── Rows ──

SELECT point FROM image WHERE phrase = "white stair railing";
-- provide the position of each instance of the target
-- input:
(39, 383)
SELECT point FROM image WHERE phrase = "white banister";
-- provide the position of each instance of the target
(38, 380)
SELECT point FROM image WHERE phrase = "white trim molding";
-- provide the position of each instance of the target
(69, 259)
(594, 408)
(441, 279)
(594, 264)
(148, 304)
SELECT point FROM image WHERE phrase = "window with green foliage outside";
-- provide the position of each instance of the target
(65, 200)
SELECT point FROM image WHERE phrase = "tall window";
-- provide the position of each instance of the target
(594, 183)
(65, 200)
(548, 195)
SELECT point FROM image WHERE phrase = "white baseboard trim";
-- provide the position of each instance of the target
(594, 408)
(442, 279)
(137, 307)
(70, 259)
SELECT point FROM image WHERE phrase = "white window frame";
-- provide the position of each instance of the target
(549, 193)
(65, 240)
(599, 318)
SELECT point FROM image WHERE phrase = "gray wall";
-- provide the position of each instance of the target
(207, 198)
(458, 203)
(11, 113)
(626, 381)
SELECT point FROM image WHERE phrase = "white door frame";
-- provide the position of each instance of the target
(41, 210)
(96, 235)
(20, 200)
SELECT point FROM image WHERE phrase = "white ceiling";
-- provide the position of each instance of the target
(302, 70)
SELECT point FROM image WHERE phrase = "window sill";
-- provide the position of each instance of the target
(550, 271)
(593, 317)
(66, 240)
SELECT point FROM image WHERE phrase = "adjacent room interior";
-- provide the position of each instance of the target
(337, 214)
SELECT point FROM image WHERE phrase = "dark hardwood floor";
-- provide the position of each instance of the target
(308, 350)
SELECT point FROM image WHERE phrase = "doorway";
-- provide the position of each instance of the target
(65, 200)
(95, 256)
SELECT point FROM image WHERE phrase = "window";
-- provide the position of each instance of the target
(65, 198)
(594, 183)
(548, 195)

───

**Prompt**: Starting from the line with "with green foliage" and ending with the final line of the data, quote every line exactly, both ends included.

**Reply to the task**:
SELECT point FROM image WHERE phrase = "window with green foliage outside";
-- provide the position of each instance of the target
(65, 200)
SELECT point FROM image WHERE phrase = "tall window";
-- provide the position of each instance of the target
(594, 183)
(65, 200)
(548, 195)
SELECT point FROM image WHERE phrase = "white baseboard trim";
-- provide the position of each instance of the target
(594, 408)
(442, 279)
(137, 307)
(70, 259)
SELECT point FROM image WHERE phrase = "white window frame";
-- provide the position of each instance of the target
(549, 193)
(65, 240)
(599, 318)
SELECT point FROM image WHERE phrase = "gray wall";
-- provide the position of each instance of the target
(207, 198)
(458, 203)
(11, 113)
(626, 381)
SELECT point FROM image WHERE phrase = "white door frame";
-- provide the position of each instance of the target
(41, 210)
(96, 235)
(20, 200)
SELECT point FROM image WHERE phrase = "white ceiling";
-- provide the position of each instance of the target
(302, 70)
SELECT point FROM image WHERE phrase = "window sill";
-- provide the position of each instance of the target
(550, 271)
(593, 317)
(66, 240)
SELECT point FROM image WHERE phrase = "adjacent room interior";
-- provide the position of each instance of the target
(337, 214)
SELECT point FROM image WHERE phrase = "dark hardwood floor";
-- provide the position of each instance of the target
(308, 350)
SELECT point FROM image WHERE phrase = "doorway";
-- provide the position of each instance of the target
(65, 200)
(95, 256)
SELECT point FROM image WHERE phrase = "window";
-- provide the position of each instance of the target
(65, 198)
(594, 183)
(548, 195)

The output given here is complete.